Ausgangstext:
________________
Machtkampf unter Kellerkindern: Berliner FDP am Boden

Das Ergebnis war ein Desaster – FDP-Chef Christoph Meyer will weitermachen. Die Berliner FDP verordnet sich einen Maulkorb. Doch manche halten sich nicht daran und fordern einen personellen Neuanfang.

Die erste Prognose ist noch gut zwölf Minuten entfernt, als Sebastian Czaja gegen 17.48 Uhr in seinem Abgeordnetenhausbüro Nummer 464 zufrieden die Beine übereinanderschlägt und ein wichtiges Gesicht aufsetzt. Ein Stockwerk tiefer hatten seine liberalen Parteifreunde sich schon über das Buffet hergemacht, Weinflaschen geöffnet und Bierkästen geordert. Zum Trost. Denn zu diesem Zeitpunkt ist schon klar, dass die FDP ein desaströses Ergebnis einfahren wird. Zu diesem Zeitpunkt hatte zudem der Landesvorstand eine Sprachregelung beschlossen: Es werde keine Rücktrittsforderungen geben, man wolle Fehler analysieren und geschlossen weiterarbeiten.
________________
Einträge:
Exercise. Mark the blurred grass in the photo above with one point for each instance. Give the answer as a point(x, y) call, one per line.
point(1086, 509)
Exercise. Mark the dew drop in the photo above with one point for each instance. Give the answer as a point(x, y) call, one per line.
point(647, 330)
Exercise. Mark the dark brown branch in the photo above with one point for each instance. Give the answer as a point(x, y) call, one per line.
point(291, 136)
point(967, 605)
________________
Ziel der Übung: In welchem Büro sitzt Sebastian Czaja gegen 17.48 Uhr laut dem Text über die Berliner FDP?

Richtiges Ergebnis: In seinem Abgeordnetenhausbüro Nummer 464.